▶ Texte étudié
* * * * *

Jeune adulte, subissant un nouveau traitement pour un lupus, Julia Wertz va se découvrir une passion pour la bande dessinée, de Julie Doucet à Will Eisner en passant par Zap Comix et toute la scène indé. Cette nouvelle passion va devenir une obsession et elle va elle-même commencer à mettre en scène des petits gags qu’elle publie en ligne, sous la bannière « la Fête du prout ». Les gags vont progressivement laisser la place à de courtes pages d’autobio où elle évoque son quotidien, sa famille, ses relations.
Puis les planches s’étoffent, elle publie dans la presse et sort des recueils de ses strips (disponibles en français dans un gros recueil de 500 pages, Le Musée de mes erreurs, avec en bonus ses toutes premières histoires). Puis elle se lance dans des albums plus ambitieux : Whiskey & New York, où elle évoque sa vie de jeune adulte arrivant à New York, entre déprime, solitude, déboires amoureux et premières addictions. L’attente infinie, où elle évoque sa maladie, son rapport aux livres et le début de sa carrière. Et Les imbuvables qui revient sur son alcoolisme, son combat contre les addictions, sa rupture amoureuse tragique et qui se termine sur une très belle déclaration d’amitié. Ajoutons, Les entrailles de New York, un carnet de voyage décalé pour découvrir New York qui prolonge les albums précédents et identifie les lieux clefs où évoluent les personnages et dévoilent toute l’étendue des envies graphiques de l’artiste.
Et le plus intéressant, c’est que tous ces albums se répondent, certaines histoires sont amorcées dans l’un et développées dans un autre, des passages entiers s’enrichissent d’un sens nouveau à la lecture de l’album suivant et le tout forme une fresque ininterrompue, qui se chevauchent et totalement interconnectés.
Une touche de joyeuse noirceur
Si Julia Wertz se livre sur des sujets aussi intimes et complexes que l’alcoolisme, la maladie, la sexualité ou la famille, l’amitié ou l’amour, son rapport à l’autobiographie est à la fois sincère et lapidaire.
Elle semble n’avoir aucun filtre dans son rapport aux événements, mais use d’ellipses pour ne pas tout dire, quitte à revenir sur un événement dans le livre suivant. Si sa vie amoureuse et familiale occupe une grande place, l’un des grands sujets de son oeuvre reste les addictions : à l’alcool principalement, mais également à la junk food, à la bande dessinée, à l’exploration urbaine, aux vieux objets ou encore au chanteur des Guns N’ Roses qui représente bien les thèmes de son oeuvre avec un côté décalé.

* * * * *

[Entrées de données enregistrées]
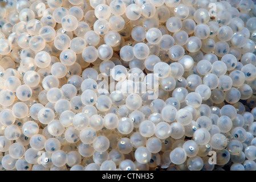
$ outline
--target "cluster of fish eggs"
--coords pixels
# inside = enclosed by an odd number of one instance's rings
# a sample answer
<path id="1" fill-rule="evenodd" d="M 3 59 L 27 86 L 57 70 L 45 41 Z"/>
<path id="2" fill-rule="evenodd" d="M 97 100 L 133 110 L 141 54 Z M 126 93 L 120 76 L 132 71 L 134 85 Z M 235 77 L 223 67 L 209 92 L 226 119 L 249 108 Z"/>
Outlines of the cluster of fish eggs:
<path id="1" fill-rule="evenodd" d="M 256 170 L 253 1 L 0 4 L 1 170 Z"/>

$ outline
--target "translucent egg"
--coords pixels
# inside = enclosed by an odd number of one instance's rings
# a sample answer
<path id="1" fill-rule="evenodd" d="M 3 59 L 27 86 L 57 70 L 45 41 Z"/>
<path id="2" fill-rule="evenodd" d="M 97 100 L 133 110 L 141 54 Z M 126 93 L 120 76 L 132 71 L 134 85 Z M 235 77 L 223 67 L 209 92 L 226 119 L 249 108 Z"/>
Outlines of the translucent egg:
<path id="1" fill-rule="evenodd" d="M 51 161 L 56 167 L 63 166 L 67 162 L 67 154 L 62 150 L 56 151 L 52 153 Z"/>
<path id="2" fill-rule="evenodd" d="M 112 105 L 112 101 L 108 96 L 100 96 L 96 102 L 95 106 L 98 110 L 105 111 L 109 110 Z"/>
<path id="3" fill-rule="evenodd" d="M 112 1 L 109 3 L 110 11 L 115 15 L 120 16 L 125 13 L 125 3 L 122 1 Z"/>
<path id="4" fill-rule="evenodd" d="M 7 139 L 5 136 L 0 136 L 0 151 L 1 152 L 6 152 L 10 148 L 11 144 L 11 141 Z"/>
<path id="5" fill-rule="evenodd" d="M 194 140 L 200 145 L 207 144 L 210 139 L 210 134 L 209 131 L 204 129 L 198 129 L 193 134 Z"/>
<path id="6" fill-rule="evenodd" d="M 174 61 L 180 60 L 184 55 L 184 49 L 179 45 L 173 46 L 168 52 L 169 57 Z"/>
<path id="7" fill-rule="evenodd" d="M 201 171 L 203 167 L 204 162 L 201 158 L 196 156 L 190 158 L 188 160 L 187 165 L 190 171 Z"/>
<path id="8" fill-rule="evenodd" d="M 97 34 L 105 34 L 109 30 L 109 23 L 107 20 L 103 19 L 98 19 L 94 24 L 94 31 Z"/>
<path id="9" fill-rule="evenodd" d="M 70 110 L 65 110 L 60 114 L 59 121 L 64 127 L 70 126 L 73 121 L 75 113 Z"/>
<path id="10" fill-rule="evenodd" d="M 173 164 L 179 165 L 186 161 L 186 154 L 182 148 L 177 147 L 170 153 L 170 158 Z"/>
<path id="11" fill-rule="evenodd" d="M 82 57 L 86 62 L 94 62 L 97 59 L 97 51 L 93 46 L 87 47 L 83 50 Z"/>
<path id="12" fill-rule="evenodd" d="M 188 95 L 188 90 L 183 87 L 176 88 L 172 92 L 172 97 L 177 99 L 180 102 L 185 101 L 186 96 Z"/>
<path id="13" fill-rule="evenodd" d="M 251 81 L 256 77 L 256 68 L 251 63 L 244 65 L 241 71 L 245 74 L 246 81 Z"/>
<path id="14" fill-rule="evenodd" d="M 95 7 L 94 13 L 97 19 L 107 19 L 111 14 L 111 8 L 107 5 L 100 4 Z"/>
<path id="15" fill-rule="evenodd" d="M 244 46 L 247 42 L 246 35 L 242 32 L 237 32 L 234 34 L 231 39 L 231 43 L 234 47 L 241 48 Z"/>
<path id="16" fill-rule="evenodd" d="M 94 148 L 95 151 L 103 152 L 109 147 L 109 140 L 104 136 L 97 136 L 94 142 Z"/>
<path id="17" fill-rule="evenodd" d="M 166 28 L 171 32 L 178 32 L 182 27 L 181 20 L 176 17 L 171 17 L 166 21 Z"/>
<path id="18" fill-rule="evenodd" d="M 7 170 L 13 170 L 15 167 L 17 160 L 13 158 L 10 154 L 7 154 L 2 159 L 2 166 Z"/>
<path id="19" fill-rule="evenodd" d="M 133 47 L 133 54 L 137 59 L 146 59 L 149 55 L 149 48 L 145 43 L 137 43 Z"/>
<path id="20" fill-rule="evenodd" d="M 10 140 L 17 139 L 21 136 L 21 130 L 16 125 L 7 126 L 5 130 L 5 136 Z"/>
<path id="21" fill-rule="evenodd" d="M 24 102 L 17 102 L 13 105 L 12 113 L 17 118 L 24 118 L 29 114 L 29 107 Z"/>
<path id="22" fill-rule="evenodd" d="M 117 125 L 118 131 L 123 134 L 128 134 L 132 132 L 133 123 L 129 118 L 123 117 L 119 119 Z"/>
<path id="23" fill-rule="evenodd" d="M 120 16 L 111 16 L 108 23 L 109 23 L 109 28 L 113 31 L 119 31 L 123 30 L 124 27 L 124 20 Z"/>
<path id="24" fill-rule="evenodd" d="M 59 85 L 59 80 L 52 75 L 47 76 L 42 81 L 43 88 L 46 90 L 48 90 L 52 88 L 58 87 Z"/>
<path id="25" fill-rule="evenodd" d="M 30 87 L 35 87 L 40 82 L 40 75 L 34 71 L 29 71 L 24 75 L 24 83 Z"/>
<path id="26" fill-rule="evenodd" d="M 227 139 L 224 135 L 216 133 L 212 137 L 210 143 L 213 148 L 222 150 L 226 148 L 228 142 Z"/>
<path id="27" fill-rule="evenodd" d="M 137 5 L 131 4 L 127 6 L 125 15 L 131 20 L 137 20 L 141 15 L 141 8 Z"/>
<path id="28" fill-rule="evenodd" d="M 170 124 L 170 136 L 172 138 L 178 139 L 181 138 L 185 134 L 184 127 L 178 122 L 173 122 Z"/>
<path id="29" fill-rule="evenodd" d="M 202 42 L 196 36 L 190 36 L 185 45 L 186 49 L 190 52 L 196 52 L 201 48 Z"/>
<path id="30" fill-rule="evenodd" d="M 97 56 L 103 60 L 108 60 L 113 55 L 113 49 L 107 44 L 102 44 L 97 49 Z"/>
<path id="31" fill-rule="evenodd" d="M 209 12 L 205 9 L 199 9 L 194 14 L 194 20 L 197 23 L 207 23 L 210 20 Z"/>
<path id="32" fill-rule="evenodd" d="M 71 40 L 68 35 L 64 34 L 57 34 L 54 44 L 57 49 L 62 51 L 68 48 L 71 42 Z"/>
<path id="33" fill-rule="evenodd" d="M 128 138 L 122 138 L 118 140 L 117 147 L 121 154 L 128 154 L 132 150 L 131 140 Z"/>
<path id="34" fill-rule="evenodd" d="M 122 171 L 134 171 L 136 169 L 135 164 L 129 159 L 123 160 L 119 164 L 119 168 Z"/>
<path id="35" fill-rule="evenodd" d="M 200 24 L 194 28 L 194 35 L 200 39 L 205 39 L 209 37 L 210 29 L 209 26 L 204 24 Z M 231 39 L 231 38 L 230 38 Z"/>
<path id="36" fill-rule="evenodd" d="M 140 147 L 135 151 L 135 157 L 140 163 L 145 164 L 151 159 L 151 153 L 146 147 Z"/>
<path id="37" fill-rule="evenodd" d="M 186 152 L 186 155 L 189 158 L 196 156 L 199 151 L 198 144 L 193 140 L 185 142 L 182 148 Z"/>
<path id="38" fill-rule="evenodd" d="M 242 152 L 243 144 L 237 140 L 232 140 L 227 144 L 226 149 L 232 155 L 237 155 Z"/>
<path id="39" fill-rule="evenodd" d="M 162 33 L 159 29 L 152 28 L 147 32 L 146 39 L 151 44 L 158 44 L 162 39 Z"/>
<path id="40" fill-rule="evenodd" d="M 234 139 L 243 142 L 246 139 L 246 131 L 242 127 L 237 127 L 231 132 L 231 136 Z"/>
<path id="41" fill-rule="evenodd" d="M 44 143 L 44 149 L 47 152 L 53 153 L 60 149 L 60 142 L 55 138 L 50 138 Z"/>
<path id="42" fill-rule="evenodd" d="M 140 134 L 144 137 L 151 137 L 155 133 L 155 125 L 149 120 L 143 121 L 139 127 Z"/>

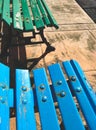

* * * * *

▶ Énoncé
Rédigez la suite du texte consacré à l'œuvre de Julia Wertz, à partir de sa dernière phrase.

▶ Réponse attendue
L’autre clef c’est l’humour omniprésent attaché à son alter ego qui lui permet de dédramatiser les situations les plus difficiles et aller très loin sans perdre ses lecteurices. La comédie va de pair avec la tragédie et la dessinatrice flirte avec cette frontière dans un va-et-vient d’émotions. Son sens de l’humour joue sur la transgression, le malaise et l’exagération, elle semble de jouer de tout même du pire donnant une touche de joyeuse noirceur.
Une posture qui lui joue des tours, quand en festival ou en dédicace elle s’aperçoit que son personnage est vu plus méchant et vicieux que ce qu’elle est en réalité et le décalage lui joue des tours. Elle n’est pas tendre avec sa famille, ses amis ou ses collègues d’atelier. Julia Wertz a fait partie d’un atelier avec d’autres autrices et raconte les coulisses du milieu avec ces talents émergents qui, depuis, comptent parmi les artistes à suivre. Ces incursions permettent de comprendre son processus créatif, de voir comment son style s’installe, comment certains choix influencent toute son œuvre.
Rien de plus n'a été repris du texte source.